__PROBLEM DESCRIPTION__. Reproduce every row below, including the requests, and scale each bounding-box coordinate in the answers by 1.9, rounding to the nearest whole number with halves rounded up. Leave the requests and their sample coordinates unchanged.

__MATERIAL SHOWN__.

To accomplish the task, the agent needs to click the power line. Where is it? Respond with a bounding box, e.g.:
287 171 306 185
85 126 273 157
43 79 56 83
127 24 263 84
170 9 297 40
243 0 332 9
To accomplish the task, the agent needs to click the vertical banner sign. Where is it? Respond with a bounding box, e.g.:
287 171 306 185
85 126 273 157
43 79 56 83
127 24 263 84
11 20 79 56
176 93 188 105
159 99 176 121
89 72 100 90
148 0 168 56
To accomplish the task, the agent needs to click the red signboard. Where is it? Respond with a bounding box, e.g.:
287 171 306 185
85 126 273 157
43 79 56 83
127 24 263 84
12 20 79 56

__ANSWER TO THE PROBLEM__.
To accomplish the task, the agent needs to click the power line. Where is it? Respond with a bounding box, e.g.:
287 171 306 185
85 126 273 157
43 79 56 83
127 24 263 84
323 17 564 76
462 0 631 17
To accomplish the task, the agent needs to click the vertical banner sign. Where is it? Respond with a bounding box, e.g.:
287 171 306 185
85 126 273 157
43 79 56 83
127 24 263 84
21 38 150 106
334 177 357 200
302 188 334 230
169 137 190 171
281 0 319 106
To accomplish the task, the agent needs to click the red signboard. Where is it? Respond with a bounding box, e.g.:
287 171 306 185
85 126 273 157
43 79 56 83
127 24 263 84
23 38 150 106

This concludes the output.